### DATA ENTRIES

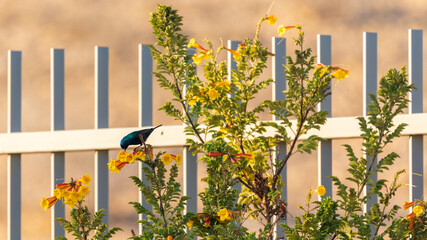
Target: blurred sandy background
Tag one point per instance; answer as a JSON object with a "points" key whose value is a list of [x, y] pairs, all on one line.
{"points": [[78, 25]]}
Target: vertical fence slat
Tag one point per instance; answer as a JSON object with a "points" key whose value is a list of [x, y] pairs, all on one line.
{"points": [[101, 121], [145, 81], [232, 65], [416, 165], [324, 53], [279, 85], [370, 71], [57, 117], [14, 86], [278, 70], [190, 179]]}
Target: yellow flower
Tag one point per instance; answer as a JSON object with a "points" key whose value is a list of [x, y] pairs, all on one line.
{"points": [[282, 29], [58, 193], [340, 74], [178, 159], [84, 190], [85, 179], [236, 53], [223, 214], [193, 43], [190, 224], [116, 166], [213, 94], [130, 158], [418, 210], [166, 159], [122, 155], [271, 19], [48, 203], [205, 54], [320, 190], [139, 155], [224, 83], [192, 102], [407, 205]]}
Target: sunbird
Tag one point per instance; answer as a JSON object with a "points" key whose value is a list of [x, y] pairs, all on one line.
{"points": [[137, 137]]}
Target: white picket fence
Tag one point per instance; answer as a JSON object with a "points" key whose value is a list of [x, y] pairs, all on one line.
{"points": [[102, 138]]}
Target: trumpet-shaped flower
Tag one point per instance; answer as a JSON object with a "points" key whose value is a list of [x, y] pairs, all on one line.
{"points": [[139, 155], [340, 74], [221, 84], [213, 94], [85, 179], [48, 202], [205, 54], [223, 214], [216, 154], [122, 155], [407, 205], [283, 29], [236, 53], [71, 192], [320, 190], [177, 158], [166, 159], [193, 43], [190, 224], [116, 166], [271, 19], [418, 210]]}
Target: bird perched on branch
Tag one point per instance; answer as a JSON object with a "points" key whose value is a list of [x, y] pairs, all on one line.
{"points": [[137, 137]]}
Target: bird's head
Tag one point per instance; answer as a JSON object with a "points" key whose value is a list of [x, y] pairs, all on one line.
{"points": [[123, 145]]}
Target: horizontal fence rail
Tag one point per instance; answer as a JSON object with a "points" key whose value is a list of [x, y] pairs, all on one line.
{"points": [[58, 140]]}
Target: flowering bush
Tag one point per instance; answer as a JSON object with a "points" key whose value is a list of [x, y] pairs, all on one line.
{"points": [[81, 225], [236, 149]]}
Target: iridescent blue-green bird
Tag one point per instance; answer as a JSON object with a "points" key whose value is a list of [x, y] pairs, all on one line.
{"points": [[136, 138]]}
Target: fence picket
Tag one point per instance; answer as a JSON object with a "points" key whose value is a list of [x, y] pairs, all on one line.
{"points": [[57, 122], [14, 89], [145, 82], [324, 158], [278, 86], [416, 152], [232, 65], [101, 121]]}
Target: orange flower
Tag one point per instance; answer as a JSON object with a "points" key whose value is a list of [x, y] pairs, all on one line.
{"points": [[166, 159], [216, 154], [236, 53], [282, 29], [407, 205], [48, 203], [193, 43], [213, 94], [410, 217], [197, 58], [340, 74], [418, 210], [177, 158], [222, 83], [71, 192], [190, 224], [271, 19], [116, 166]]}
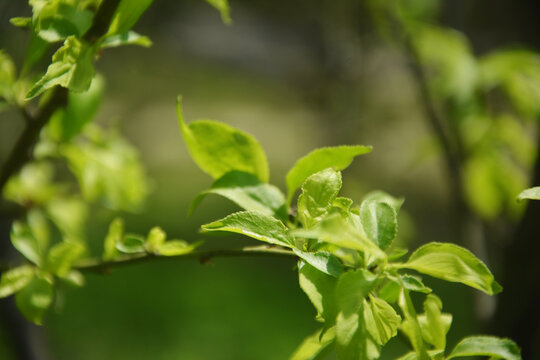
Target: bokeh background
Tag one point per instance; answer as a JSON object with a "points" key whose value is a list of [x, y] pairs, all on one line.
{"points": [[297, 75]]}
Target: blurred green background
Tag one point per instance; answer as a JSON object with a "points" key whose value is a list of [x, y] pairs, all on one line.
{"points": [[297, 75]]}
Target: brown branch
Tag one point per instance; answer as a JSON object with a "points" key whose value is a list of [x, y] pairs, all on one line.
{"points": [[203, 256], [23, 149]]}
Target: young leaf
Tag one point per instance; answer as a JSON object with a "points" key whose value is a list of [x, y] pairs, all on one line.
{"points": [[131, 244], [127, 38], [315, 346], [379, 221], [126, 15], [318, 194], [247, 191], [219, 148], [255, 225], [337, 158], [320, 288], [72, 67], [381, 319], [223, 7], [410, 325], [453, 263], [434, 324], [176, 247], [156, 237], [15, 279], [532, 194], [114, 236], [62, 256], [34, 299], [336, 230], [81, 109], [352, 337], [323, 261], [486, 346]]}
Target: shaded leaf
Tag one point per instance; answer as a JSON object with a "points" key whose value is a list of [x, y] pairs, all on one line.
{"points": [[255, 225], [486, 346], [318, 194], [337, 158], [131, 244], [218, 148], [15, 279], [323, 261], [320, 288]]}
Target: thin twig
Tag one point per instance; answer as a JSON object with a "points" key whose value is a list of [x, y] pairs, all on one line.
{"points": [[99, 266]]}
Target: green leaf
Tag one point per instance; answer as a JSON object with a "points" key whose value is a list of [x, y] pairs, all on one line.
{"points": [[219, 148], [453, 263], [323, 261], [320, 288], [434, 324], [382, 321], [62, 256], [223, 7], [318, 194], [126, 15], [379, 221], [127, 38], [72, 67], [337, 158], [55, 20], [114, 236], [248, 192], [81, 109], [107, 168], [315, 346], [352, 338], [414, 283], [156, 237], [34, 299], [70, 216], [336, 230], [486, 346], [177, 247], [131, 244], [255, 225], [532, 194], [15, 279]]}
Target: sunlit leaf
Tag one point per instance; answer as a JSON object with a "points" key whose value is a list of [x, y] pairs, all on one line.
{"points": [[72, 67], [315, 347], [318, 193], [126, 15], [248, 192], [15, 279], [34, 299], [323, 261], [453, 263], [218, 148], [486, 346]]}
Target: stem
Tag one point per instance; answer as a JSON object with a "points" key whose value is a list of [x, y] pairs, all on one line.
{"points": [[98, 266]]}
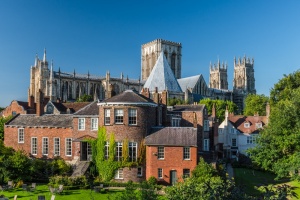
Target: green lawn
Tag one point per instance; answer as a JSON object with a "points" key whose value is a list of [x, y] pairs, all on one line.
{"points": [[252, 179], [66, 195]]}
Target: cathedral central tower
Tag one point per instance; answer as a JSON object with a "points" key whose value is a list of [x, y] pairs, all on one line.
{"points": [[151, 51]]}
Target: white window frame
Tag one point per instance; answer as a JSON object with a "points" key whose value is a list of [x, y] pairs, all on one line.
{"points": [[160, 152], [132, 150], [34, 145], [206, 125], [45, 146], [119, 174], [160, 173], [106, 116], [119, 151], [206, 145], [56, 146], [81, 124], [119, 116], [139, 171], [234, 139], [94, 124], [21, 135], [106, 152], [68, 147], [132, 116], [186, 153]]}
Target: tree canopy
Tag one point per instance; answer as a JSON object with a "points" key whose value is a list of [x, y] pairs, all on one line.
{"points": [[220, 106], [278, 148], [255, 103]]}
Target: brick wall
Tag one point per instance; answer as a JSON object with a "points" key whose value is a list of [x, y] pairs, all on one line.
{"points": [[173, 160], [11, 139]]}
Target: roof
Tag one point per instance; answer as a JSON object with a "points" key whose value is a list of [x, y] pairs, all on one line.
{"points": [[172, 136], [162, 77], [182, 108], [42, 121], [128, 97], [239, 121], [90, 109], [188, 82]]}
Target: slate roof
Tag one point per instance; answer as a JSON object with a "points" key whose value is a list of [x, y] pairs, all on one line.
{"points": [[188, 82], [128, 96], [90, 109], [172, 136], [239, 121], [42, 121], [162, 77]]}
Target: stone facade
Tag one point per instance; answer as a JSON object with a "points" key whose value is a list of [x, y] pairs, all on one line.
{"points": [[150, 52]]}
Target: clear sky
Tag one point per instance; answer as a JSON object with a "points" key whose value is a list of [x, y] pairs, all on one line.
{"points": [[98, 36]]}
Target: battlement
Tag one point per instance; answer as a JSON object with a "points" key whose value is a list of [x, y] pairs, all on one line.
{"points": [[163, 42]]}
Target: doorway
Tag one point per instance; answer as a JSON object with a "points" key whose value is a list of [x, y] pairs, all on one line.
{"points": [[85, 151], [173, 177]]}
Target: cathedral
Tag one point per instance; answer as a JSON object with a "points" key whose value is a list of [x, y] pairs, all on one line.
{"points": [[160, 71]]}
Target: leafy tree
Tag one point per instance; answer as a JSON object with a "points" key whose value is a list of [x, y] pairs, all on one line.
{"points": [[85, 98], [278, 148], [220, 106], [255, 103]]}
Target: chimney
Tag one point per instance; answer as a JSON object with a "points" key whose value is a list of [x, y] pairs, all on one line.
{"points": [[164, 97], [145, 92], [40, 104], [195, 120], [156, 96]]}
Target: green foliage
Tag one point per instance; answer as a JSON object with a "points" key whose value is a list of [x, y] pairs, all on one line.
{"points": [[255, 104], [80, 181], [2, 122], [220, 106], [85, 98], [278, 148], [175, 101]]}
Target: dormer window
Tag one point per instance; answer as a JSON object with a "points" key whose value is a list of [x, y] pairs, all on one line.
{"points": [[247, 125], [258, 125]]}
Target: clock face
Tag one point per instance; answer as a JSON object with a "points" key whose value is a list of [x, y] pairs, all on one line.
{"points": [[49, 109]]}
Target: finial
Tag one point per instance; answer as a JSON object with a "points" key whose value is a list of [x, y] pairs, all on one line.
{"points": [[44, 59]]}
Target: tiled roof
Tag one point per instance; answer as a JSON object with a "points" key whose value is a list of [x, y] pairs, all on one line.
{"points": [[162, 77], [42, 121], [90, 109], [239, 121], [172, 136], [128, 96], [181, 108]]}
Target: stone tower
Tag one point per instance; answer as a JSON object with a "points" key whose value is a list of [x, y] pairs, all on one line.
{"points": [[243, 80], [39, 75], [218, 76], [150, 53]]}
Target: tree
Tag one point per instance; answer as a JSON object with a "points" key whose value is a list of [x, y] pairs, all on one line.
{"points": [[255, 103], [85, 98], [278, 148], [220, 106]]}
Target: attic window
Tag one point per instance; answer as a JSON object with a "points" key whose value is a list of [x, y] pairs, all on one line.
{"points": [[258, 125], [246, 124]]}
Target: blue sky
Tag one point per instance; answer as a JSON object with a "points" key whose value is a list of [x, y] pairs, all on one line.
{"points": [[98, 36]]}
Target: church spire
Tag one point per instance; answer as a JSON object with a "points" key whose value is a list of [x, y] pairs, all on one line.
{"points": [[44, 58]]}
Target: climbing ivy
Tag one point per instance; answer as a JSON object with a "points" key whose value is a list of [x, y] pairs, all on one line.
{"points": [[107, 167]]}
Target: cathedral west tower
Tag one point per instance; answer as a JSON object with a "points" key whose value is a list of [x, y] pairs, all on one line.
{"points": [[151, 51]]}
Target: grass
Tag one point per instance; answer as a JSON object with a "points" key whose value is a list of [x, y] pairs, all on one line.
{"points": [[81, 194], [250, 180]]}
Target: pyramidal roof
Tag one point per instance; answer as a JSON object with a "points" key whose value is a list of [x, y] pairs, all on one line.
{"points": [[162, 77]]}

### YOUR INSTRUCTIONS
Could you rewrite everything from the line containing "Target: blue sky" down to the end of the entries, renaming "climbing ivy" to "trailing ivy" and leaving the rest untouched?

### REPLY TO THE EXERCISE
Target: blue sky
Tag one point per instance; answer as a JSON object with a "points" key whose value is a list of [x, y] pairs, all on one line.
{"points": [[98, 36]]}
Target: church spire
Tag one point per instance; answer as a JSON object with a "points" key whose value is a list of [x, y] pairs, all on one line.
{"points": [[44, 58]]}
Target: trailing ivy
Tag one point per instance; answer as a JSON object with a "points" key whose value is a list of [x, y] pairs, all on one line.
{"points": [[107, 167]]}
Target: cathedral west tower
Tag one point per instance; answer as a JSON object with a "points" key whose value is a list of [x, y] pairs, all on one line.
{"points": [[151, 51]]}
Target: grass
Tag one point per instance; answer as a JSON object with a "points" key whose value is a list of [x, y] pairs, all on one line.
{"points": [[81, 194], [250, 180]]}
Target: pyramidal roof
Tag one point per instance; answer as a JSON object with a "points" key whose value is a list of [x, y] pairs, all on one line.
{"points": [[162, 77]]}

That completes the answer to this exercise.